[start of Records]

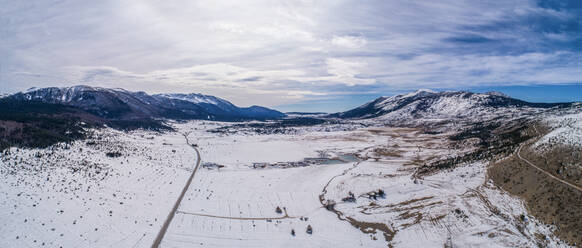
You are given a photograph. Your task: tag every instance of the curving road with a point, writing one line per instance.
(162, 232)
(544, 171)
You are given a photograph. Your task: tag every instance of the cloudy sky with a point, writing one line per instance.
(295, 55)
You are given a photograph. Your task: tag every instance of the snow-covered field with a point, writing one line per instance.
(55, 196)
(77, 196)
(567, 129)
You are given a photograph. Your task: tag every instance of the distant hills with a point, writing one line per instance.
(42, 116)
(431, 105)
(121, 104)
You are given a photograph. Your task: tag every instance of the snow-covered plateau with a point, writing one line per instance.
(316, 187)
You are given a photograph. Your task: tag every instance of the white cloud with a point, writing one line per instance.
(276, 52)
(349, 41)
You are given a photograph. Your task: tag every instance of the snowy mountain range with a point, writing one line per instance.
(123, 104)
(431, 105)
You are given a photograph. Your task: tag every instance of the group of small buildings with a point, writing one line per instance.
(305, 162)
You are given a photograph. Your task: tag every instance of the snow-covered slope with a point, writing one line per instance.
(123, 104)
(431, 105)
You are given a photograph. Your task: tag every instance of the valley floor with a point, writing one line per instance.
(116, 189)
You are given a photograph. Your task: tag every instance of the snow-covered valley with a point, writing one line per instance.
(354, 188)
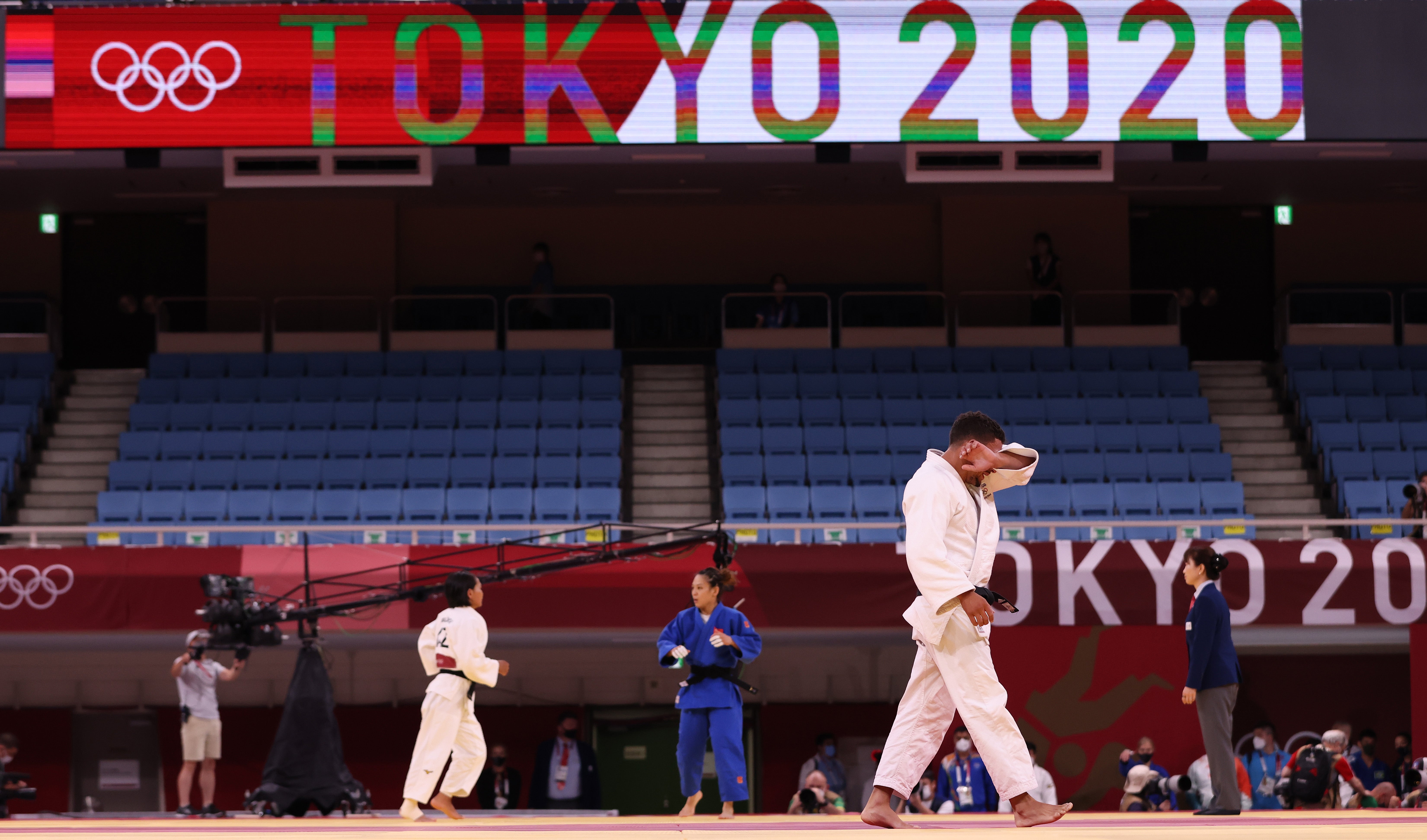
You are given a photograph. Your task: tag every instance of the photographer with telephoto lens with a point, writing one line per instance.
(200, 729)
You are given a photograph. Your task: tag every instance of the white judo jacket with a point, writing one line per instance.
(951, 535)
(456, 641)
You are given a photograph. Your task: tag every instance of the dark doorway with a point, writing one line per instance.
(1222, 259)
(116, 266)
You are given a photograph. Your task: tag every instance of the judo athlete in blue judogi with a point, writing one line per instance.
(714, 640)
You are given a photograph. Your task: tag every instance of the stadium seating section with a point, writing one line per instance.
(1366, 413)
(25, 394)
(823, 436)
(432, 444)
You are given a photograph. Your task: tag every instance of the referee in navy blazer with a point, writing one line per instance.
(1214, 675)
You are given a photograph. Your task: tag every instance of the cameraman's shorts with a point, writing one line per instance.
(202, 739)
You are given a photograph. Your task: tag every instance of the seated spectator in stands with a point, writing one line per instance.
(1418, 508)
(1372, 771)
(1265, 764)
(780, 313)
(566, 772)
(1044, 270)
(500, 786)
(1308, 789)
(825, 761)
(1045, 789)
(816, 798)
(1144, 754)
(963, 781)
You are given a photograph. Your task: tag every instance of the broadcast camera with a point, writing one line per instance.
(238, 618)
(12, 788)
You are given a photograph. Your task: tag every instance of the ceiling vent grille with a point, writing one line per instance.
(327, 168)
(951, 163)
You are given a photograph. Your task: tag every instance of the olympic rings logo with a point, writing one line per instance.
(166, 85)
(39, 581)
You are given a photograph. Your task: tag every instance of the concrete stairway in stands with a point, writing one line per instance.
(670, 460)
(1279, 480)
(72, 460)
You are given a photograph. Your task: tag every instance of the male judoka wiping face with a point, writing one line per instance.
(453, 651)
(951, 544)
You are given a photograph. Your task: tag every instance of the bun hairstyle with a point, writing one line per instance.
(721, 580)
(1212, 561)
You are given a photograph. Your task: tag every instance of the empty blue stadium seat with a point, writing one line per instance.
(172, 476)
(1079, 467)
(190, 418)
(1125, 467)
(1199, 437)
(1162, 438)
(1114, 438)
(1075, 440)
(828, 440)
(1211, 466)
(255, 476)
(1065, 411)
(1168, 467)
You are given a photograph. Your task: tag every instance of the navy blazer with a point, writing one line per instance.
(1212, 660)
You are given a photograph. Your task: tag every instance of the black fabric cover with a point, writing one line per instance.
(306, 765)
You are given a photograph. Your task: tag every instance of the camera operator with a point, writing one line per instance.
(816, 798)
(1416, 507)
(1214, 675)
(202, 732)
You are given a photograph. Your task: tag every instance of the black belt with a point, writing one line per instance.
(734, 675)
(470, 692)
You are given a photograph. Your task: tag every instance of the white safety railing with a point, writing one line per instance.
(551, 528)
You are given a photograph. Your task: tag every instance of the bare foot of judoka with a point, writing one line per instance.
(1037, 813)
(443, 803)
(880, 811)
(412, 811)
(690, 805)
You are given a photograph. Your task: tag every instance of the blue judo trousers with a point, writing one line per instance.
(711, 711)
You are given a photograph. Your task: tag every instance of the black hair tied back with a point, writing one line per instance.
(1212, 561)
(721, 580)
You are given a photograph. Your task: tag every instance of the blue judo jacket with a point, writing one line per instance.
(691, 631)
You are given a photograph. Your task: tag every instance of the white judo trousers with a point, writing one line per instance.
(957, 674)
(449, 729)
(951, 547)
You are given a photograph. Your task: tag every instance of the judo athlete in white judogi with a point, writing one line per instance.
(453, 651)
(951, 544)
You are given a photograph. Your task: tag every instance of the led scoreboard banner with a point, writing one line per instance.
(700, 72)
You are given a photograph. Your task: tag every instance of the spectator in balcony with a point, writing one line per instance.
(543, 286)
(1144, 755)
(499, 788)
(780, 313)
(825, 761)
(1265, 764)
(1044, 270)
(964, 781)
(1416, 508)
(566, 772)
(816, 798)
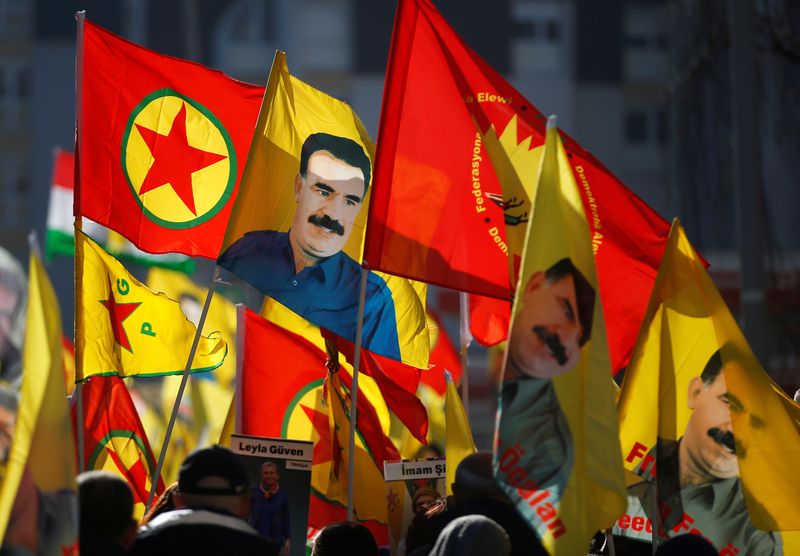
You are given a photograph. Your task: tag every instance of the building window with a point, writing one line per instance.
(636, 127)
(15, 19)
(553, 31)
(14, 190)
(15, 88)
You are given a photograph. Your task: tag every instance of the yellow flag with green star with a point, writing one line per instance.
(123, 328)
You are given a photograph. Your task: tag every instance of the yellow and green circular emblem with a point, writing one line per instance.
(178, 159)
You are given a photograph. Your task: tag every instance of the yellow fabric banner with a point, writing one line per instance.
(221, 315)
(701, 422)
(124, 328)
(459, 443)
(296, 232)
(557, 447)
(41, 462)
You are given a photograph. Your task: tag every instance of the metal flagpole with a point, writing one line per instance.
(655, 519)
(237, 390)
(184, 380)
(78, 224)
(362, 296)
(465, 339)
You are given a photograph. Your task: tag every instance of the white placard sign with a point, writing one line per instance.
(273, 448)
(414, 469)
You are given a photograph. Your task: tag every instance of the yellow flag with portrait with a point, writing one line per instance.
(702, 425)
(556, 454)
(297, 229)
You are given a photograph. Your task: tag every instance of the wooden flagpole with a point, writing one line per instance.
(182, 388)
(465, 339)
(78, 268)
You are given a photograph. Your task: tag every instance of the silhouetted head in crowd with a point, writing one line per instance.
(162, 504)
(475, 480)
(344, 539)
(106, 512)
(214, 478)
(472, 535)
(687, 545)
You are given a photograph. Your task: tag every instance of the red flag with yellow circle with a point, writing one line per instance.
(161, 145)
(114, 438)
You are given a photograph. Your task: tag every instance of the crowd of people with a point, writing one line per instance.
(208, 512)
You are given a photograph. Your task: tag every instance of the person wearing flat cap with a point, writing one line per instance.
(212, 505)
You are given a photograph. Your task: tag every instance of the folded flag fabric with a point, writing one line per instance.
(297, 228)
(60, 238)
(282, 395)
(41, 460)
(114, 439)
(123, 328)
(457, 159)
(557, 438)
(702, 425)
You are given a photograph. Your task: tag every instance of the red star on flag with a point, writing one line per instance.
(175, 160)
(117, 313)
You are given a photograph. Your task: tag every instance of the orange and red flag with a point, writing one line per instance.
(161, 145)
(114, 439)
(458, 155)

[end of Records]

▶ **Exercise instructions**: Every line from the one containing "of the person" through the last line of the entries must be written out verbatim, and no other line.

▶ **Response to this task**:
You are given a photograph. Your task: tag every instance of the person wearing flat cap with a point, writing one line per instance.
(212, 505)
You are given a photograph. Your task: tag every instance of the folded flag fabric with a point, writing one line per instance.
(297, 228)
(60, 238)
(282, 395)
(41, 460)
(114, 439)
(123, 328)
(457, 159)
(557, 438)
(702, 425)
You are given a photograph. Your task: tag every instance of the red star on flag with a point, writing one line per instance.
(175, 160)
(117, 313)
You are given a photograph. Your task: tag every instance of the orange and red flag with a point, writing one line per instance.
(161, 145)
(114, 439)
(458, 155)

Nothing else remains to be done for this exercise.